## Exercise objective
Scale the rows below, starting at the line containing "Would you mind pointing to the blue jacket" and ending at the line containing "(1051, 363)", both lines included. Write out each of those lines again, requests and all, multiplying every coordinate in the answers by 1.05 and rounding to whole numbers with halves rounded up, and leave the pictures out.

>> begin Records supplied

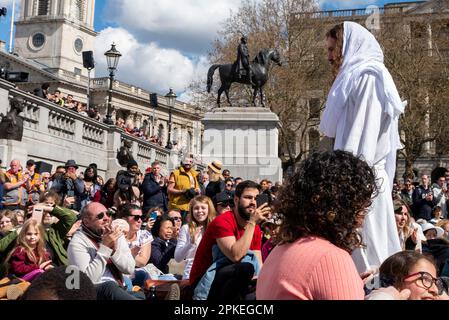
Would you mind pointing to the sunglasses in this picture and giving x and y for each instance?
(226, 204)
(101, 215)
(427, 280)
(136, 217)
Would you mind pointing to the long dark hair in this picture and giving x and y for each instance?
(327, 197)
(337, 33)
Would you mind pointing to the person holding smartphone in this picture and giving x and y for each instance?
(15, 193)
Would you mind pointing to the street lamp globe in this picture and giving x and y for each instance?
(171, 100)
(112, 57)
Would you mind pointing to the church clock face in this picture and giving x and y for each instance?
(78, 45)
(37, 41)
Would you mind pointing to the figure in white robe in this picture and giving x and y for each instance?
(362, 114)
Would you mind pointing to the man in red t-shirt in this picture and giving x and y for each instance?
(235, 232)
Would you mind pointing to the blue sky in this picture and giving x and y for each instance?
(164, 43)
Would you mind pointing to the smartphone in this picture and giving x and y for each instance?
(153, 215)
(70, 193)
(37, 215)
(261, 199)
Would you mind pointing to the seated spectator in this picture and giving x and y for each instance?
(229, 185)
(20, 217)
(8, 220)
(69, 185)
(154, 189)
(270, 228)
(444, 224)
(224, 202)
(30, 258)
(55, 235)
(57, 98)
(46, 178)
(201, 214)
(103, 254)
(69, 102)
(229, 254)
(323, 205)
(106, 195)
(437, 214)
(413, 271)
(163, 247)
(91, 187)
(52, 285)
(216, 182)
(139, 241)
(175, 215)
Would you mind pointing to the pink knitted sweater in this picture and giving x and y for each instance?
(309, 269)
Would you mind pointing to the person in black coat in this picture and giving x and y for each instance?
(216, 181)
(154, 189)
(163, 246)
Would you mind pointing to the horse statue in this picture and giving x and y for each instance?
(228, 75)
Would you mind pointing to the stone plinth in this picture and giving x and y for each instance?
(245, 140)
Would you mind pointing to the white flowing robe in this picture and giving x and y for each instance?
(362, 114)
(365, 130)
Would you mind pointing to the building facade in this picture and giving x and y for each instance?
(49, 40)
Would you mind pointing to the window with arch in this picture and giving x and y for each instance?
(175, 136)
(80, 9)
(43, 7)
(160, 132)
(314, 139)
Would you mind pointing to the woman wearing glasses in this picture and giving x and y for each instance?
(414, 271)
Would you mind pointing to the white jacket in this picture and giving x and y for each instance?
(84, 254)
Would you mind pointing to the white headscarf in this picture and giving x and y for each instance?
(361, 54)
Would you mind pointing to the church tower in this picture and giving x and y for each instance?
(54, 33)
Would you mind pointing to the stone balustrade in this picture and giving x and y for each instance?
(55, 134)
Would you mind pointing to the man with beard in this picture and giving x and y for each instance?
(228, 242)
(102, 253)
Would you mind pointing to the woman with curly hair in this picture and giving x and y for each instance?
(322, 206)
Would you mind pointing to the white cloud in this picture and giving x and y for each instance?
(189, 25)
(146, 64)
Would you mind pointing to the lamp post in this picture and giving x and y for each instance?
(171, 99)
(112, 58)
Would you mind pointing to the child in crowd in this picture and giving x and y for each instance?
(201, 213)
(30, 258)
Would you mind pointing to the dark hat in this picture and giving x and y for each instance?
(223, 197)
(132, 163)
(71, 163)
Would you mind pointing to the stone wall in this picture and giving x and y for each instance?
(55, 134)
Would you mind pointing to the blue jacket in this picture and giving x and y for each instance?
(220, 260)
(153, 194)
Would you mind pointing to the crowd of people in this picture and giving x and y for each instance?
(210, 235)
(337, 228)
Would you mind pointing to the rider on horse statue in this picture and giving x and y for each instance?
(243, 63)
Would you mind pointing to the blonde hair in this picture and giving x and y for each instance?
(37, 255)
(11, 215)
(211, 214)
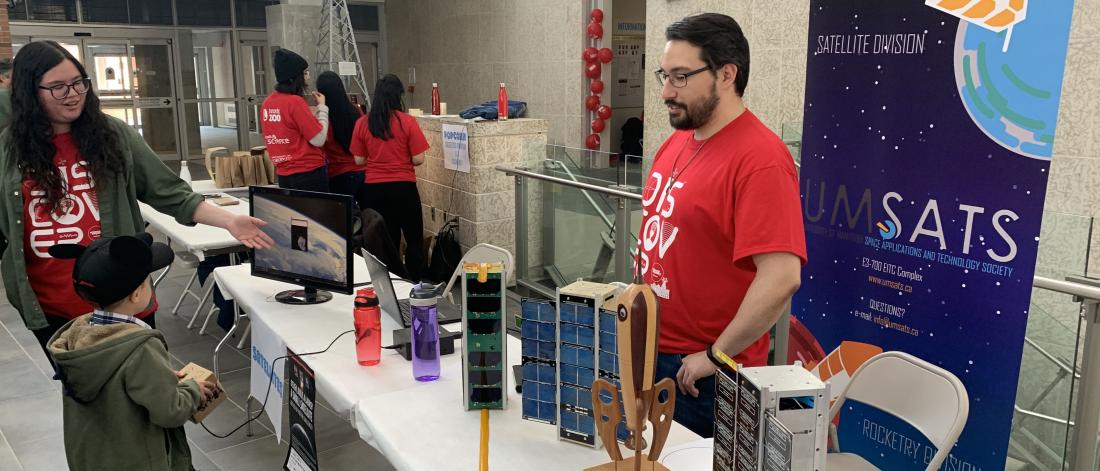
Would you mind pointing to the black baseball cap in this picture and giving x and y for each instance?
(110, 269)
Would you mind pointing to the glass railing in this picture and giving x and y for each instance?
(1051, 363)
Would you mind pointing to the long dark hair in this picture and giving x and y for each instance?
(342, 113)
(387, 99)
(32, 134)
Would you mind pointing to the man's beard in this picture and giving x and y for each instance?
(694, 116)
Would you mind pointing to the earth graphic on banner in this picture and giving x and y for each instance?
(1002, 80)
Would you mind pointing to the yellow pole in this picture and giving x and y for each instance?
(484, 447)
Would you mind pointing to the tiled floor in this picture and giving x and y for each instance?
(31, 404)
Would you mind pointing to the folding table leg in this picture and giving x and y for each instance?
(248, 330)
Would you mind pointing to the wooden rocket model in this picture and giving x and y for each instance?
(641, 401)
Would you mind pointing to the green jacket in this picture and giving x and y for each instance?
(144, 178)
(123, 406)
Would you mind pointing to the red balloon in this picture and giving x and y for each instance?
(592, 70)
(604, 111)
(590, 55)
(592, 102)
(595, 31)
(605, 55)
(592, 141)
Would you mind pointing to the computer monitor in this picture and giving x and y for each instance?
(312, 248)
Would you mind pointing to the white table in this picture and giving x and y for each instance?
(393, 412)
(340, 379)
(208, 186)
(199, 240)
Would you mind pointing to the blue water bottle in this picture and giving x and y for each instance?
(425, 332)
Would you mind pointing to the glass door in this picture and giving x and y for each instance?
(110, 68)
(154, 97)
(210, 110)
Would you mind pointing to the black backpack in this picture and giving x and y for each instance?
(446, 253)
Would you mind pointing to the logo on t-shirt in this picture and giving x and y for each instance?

>> end Records supplied

## The reply
Would you mind pointing to the blue jacket in this picture and giving x and y for each instance?
(231, 273)
(161, 204)
Would you mind pointing to the crowd of people in this picture and giving x and y for each instance?
(221, 247)
(354, 239)
Would you mind pointing to the rider on horse statue in this picture and giving x and y for each instance?
(255, 66)
Would you mind pointing to the blonde hair in this picture and giving x and y for each instance?
(39, 268)
(12, 226)
(222, 225)
Would you mind pointing to the black baseball cap in this picture and giving x and y for each instance?
(116, 282)
Would you mind pointing to the glass railing in this picture and giving x and y for each instance?
(1104, 381)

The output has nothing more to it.